PASSAGE TO READ START
Much of the success of any business is riding on its marketing strategy. It may have abundant resources, with a management team composed of brilliant and innovative minds, and teams of hardworking employees diligently and passionately performing their tasks. However, the business will never be able to grow, and succeed in achieving its organizational goals if it does not have a marketing strategy in place.

The growth of a business is closely linked to how its image is developed and presented to the market, and how it is able to establish a presence in that market. To accomplish that, there is a need to work on creating and increasing its brand awareness, which inevitably leads to increased profitability and accelerated growth.

In the process, this will also widen the reach of the business organization and aid in strengthening the bonds established between the business and its clients or customers.

The million dollar question is: what goes into the development of a marketing strategy? Businesses devote a lot of time and resources in crafting a strategy that will help propel the organization toward its goals. Several factors are considered, and more than one or two processes are undergone. One of these activities or processes is a marketing audit.

How to Prepare a Marketing Audit to Shape Your Marketing Strategy

© | ESB Professional

In this guide, we explore 1) what is a marketing audit, 2) the importance of marketing audits, 3) the different components and types of marketing audits, and 4) how to perform a marketing audit.


In author Bruce Clark’s words, a marketing audit is “a comprehensive, systematic, independent and periodic examination of a company’s or a business unit’s marketing” and it is “designed to evaluate marketing assets and activities in the context of marketing conditions, and use the resulting analysis to aid the firm in planning.” The planning that is referred to in that statement points to the marketing strategy, which will be documented in detail in a marketing plan.

Through a marketing audit, data on the internal and external environment of a business is gathered and analyzed in a structured and systematic manner, and the results thereof are used to aid the formulation of a marketing strategy. In other words, a business cannot come up with a marketing strategy unless it has performed a marketing audit.

The marketing audit may be performed by members of the organization, aided by members of the marketing team, or management may go with the option of getting help from external marketing auditors or consultants. Since it is considered to be a prerequisite of a marketing plan, marketing audit is to be performed at the beginning, before the planning process starts.

However, it does not stop there. Marketing audit is actually conducted frequently and almost regularly, which means that it is also being performed alongside the implementation of the plans.


Aside from the obvious, which is the formulation of a marketing strategy, a marketing audit benefits a business in more ways than one.

  • A marketing audit provides management an in-depth look and evaluation at the marketing of a business, paying particular attention at how its marketing activities are planned, implemented and managed.
  • A marketing audit pinpoints the marketing efforts and practices that are working perfectly, those that are not, and those that need more work. This leads to the identification of marketing weaknesses and strengths of the company, as well as its marketing threats and opportunities. In fact, throughout the course of the audit, management may discover inefficiencies that it never knew existed.
  • A marketing audit’s systematic and structured approach makes the whole process of developing a marketing strategy easier. You don’t know where to start when making a marketing plan? Refer to the findings and recommendations of the marketing audit.
  • A marketing audit enables the company to make corrections, or catch errors or mistakes before they can cause serious damage. A marketing activity is being implemented poorly? Then the company can apply the necessary changes and adjustments.

Ultimately, performance of a marketing audit is in aid of the greater function of top management, which is decision-making, specifically on matters regarding marketing. Any major decisions that will be made with respect to the company’s marketing activities will be based on the results of the audit.
PASSAGE TO READ END
RECORDS PROVIDED START
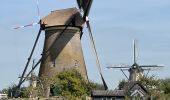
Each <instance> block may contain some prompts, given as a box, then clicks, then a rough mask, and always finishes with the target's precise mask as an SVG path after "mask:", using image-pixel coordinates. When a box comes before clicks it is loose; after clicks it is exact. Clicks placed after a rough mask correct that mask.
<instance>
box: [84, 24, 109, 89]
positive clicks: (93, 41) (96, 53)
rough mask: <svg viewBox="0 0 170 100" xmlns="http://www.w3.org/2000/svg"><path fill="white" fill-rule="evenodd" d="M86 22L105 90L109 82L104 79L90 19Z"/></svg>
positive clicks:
RECORDS PROVIDED END
RECORDS PROVIDED START
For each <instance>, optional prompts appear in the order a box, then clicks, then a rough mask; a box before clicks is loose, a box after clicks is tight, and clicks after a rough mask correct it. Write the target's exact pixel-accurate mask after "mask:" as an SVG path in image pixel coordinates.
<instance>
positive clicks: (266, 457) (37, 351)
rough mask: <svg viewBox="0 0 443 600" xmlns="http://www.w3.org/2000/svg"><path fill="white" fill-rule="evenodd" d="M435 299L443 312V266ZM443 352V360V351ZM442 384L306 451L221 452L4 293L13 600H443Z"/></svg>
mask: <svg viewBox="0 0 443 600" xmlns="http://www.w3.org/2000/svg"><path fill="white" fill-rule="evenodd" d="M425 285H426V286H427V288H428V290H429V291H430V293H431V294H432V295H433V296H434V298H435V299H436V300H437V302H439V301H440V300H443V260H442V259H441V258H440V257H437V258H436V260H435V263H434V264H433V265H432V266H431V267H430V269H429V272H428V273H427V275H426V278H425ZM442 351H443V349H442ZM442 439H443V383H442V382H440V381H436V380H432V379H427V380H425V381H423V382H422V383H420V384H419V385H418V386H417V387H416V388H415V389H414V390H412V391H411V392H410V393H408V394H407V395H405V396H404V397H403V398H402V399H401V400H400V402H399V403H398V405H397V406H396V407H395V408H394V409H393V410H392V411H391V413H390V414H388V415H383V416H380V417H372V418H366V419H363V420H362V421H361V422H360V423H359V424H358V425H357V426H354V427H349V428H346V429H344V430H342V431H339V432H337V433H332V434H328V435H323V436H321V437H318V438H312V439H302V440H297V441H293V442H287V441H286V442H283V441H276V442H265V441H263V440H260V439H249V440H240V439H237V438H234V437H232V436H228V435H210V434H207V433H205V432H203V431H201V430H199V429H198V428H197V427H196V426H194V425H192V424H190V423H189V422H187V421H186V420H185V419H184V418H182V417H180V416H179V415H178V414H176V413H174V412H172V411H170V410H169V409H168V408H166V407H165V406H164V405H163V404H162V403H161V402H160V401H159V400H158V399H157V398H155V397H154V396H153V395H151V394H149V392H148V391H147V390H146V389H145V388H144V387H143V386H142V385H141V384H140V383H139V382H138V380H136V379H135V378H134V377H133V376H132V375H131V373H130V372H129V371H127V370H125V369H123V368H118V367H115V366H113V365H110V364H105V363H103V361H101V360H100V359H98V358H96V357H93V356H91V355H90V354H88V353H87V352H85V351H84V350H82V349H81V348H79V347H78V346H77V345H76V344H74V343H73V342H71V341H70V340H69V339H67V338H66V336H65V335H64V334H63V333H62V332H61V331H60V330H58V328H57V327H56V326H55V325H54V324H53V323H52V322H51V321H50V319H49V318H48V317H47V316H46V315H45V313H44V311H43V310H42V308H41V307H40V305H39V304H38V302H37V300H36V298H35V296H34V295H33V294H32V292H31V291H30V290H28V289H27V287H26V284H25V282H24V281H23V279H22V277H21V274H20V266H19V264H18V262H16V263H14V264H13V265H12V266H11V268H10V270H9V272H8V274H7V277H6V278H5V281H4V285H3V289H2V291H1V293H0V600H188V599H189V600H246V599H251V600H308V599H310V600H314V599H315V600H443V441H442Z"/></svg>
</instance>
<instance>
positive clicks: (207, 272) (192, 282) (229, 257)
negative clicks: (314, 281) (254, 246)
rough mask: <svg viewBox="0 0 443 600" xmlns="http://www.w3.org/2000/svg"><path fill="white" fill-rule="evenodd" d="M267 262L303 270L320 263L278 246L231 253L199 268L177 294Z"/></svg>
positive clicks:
RECORDS PROVIDED END
**THINGS TO DO**
**a)** Update the part of the listing that opens with the line containing "</instance>" and closes with the line containing "negative clicks: (314, 281) (254, 246)", changing "negative clicks" to "excluded clicks" with everything else left the same. Give only those lines.
**b)** Continue the article on marketing audits from the point where it stops.

**RESULTS OF THE EXERCISE**
**a)**
</instance>
<instance>
positive clicks: (207, 272) (192, 282) (229, 257)
excluded clicks: (314, 281) (254, 246)

**b)**
Marketing audit covers a very broad area, with the auditors required to look into. There are seven identified types of marketing audit, and they fall under three components or audit key headings: the external environment, the internal environment, and the current marketing strategy of the company.

External Environment

  1. Macro-environment audit, which takes a look at the external factors that affect the marketing performance of the company.
    • Demographic factors, where you will take into account the demography of the consumers in the market, such as their age, gender, employment status, and others.
    • Economic factors, which includes assessment of taxation policies and a look at the prevailing economic indicators, such as interest rates and inflation levels.
    • Cultural factors, which may also affect the marketing performance of the company, and they include the religions and beliefs of consumers, the lifestyle that they practice and how consumerism figures in that lifestyle.
    • Environmental factors, which may include technologies and systems that are used and in place, and have a significant impact on marketing in general. Examples are the evolution of internet, the adoption of mobile technologies, and the development of new marketing and information systems.
    • Political factors, which often have a tendency to affect the economy and overall environment of the markets, are also considered. Issues such as property laws, tariff regulations, and other labor legislation must be looked into. Political unrest and lack of stability in leadership in government are also taken into account.
  1. Task environment audit, which focuses on the factors that are outside the company, but are still closely associated with its marketing activities and operations.
    • We take into account the size and other unique features of the markets and the industry that the company belongs to. Here, some of the things that are considered are the nature of segmentation, targeting and positioning, and whether the company adheres to it.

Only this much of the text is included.